- _Required action_: In the material below, find each line holding the string "door" and copy it.

- _Supplied data_:
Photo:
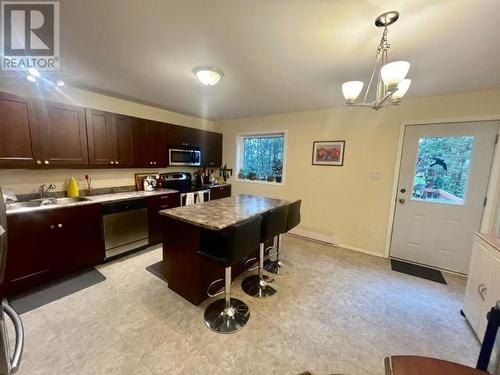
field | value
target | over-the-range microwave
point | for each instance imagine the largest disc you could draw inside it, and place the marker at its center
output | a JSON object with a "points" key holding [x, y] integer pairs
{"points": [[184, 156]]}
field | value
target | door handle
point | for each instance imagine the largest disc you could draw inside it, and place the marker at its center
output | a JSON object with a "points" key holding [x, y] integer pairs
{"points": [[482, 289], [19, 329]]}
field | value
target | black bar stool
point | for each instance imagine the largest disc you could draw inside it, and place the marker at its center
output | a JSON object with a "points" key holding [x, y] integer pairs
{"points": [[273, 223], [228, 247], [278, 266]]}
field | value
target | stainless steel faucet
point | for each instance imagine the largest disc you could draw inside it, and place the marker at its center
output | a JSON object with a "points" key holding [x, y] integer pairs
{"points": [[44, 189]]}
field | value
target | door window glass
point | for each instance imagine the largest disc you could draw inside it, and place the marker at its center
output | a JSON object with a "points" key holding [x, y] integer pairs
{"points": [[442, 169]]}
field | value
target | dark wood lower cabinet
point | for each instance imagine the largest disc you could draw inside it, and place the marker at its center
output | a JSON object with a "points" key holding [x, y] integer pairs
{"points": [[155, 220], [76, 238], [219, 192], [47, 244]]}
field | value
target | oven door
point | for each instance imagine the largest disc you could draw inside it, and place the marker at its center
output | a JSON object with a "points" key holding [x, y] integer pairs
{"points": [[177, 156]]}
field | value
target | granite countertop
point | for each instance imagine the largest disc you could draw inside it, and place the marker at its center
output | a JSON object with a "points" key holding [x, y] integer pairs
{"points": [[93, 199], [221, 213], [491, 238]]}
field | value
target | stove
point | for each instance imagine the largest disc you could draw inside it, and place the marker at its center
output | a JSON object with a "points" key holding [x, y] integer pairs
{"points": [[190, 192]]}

- _Solution for this task_:
target | door handle
target | door window glass
target | oven door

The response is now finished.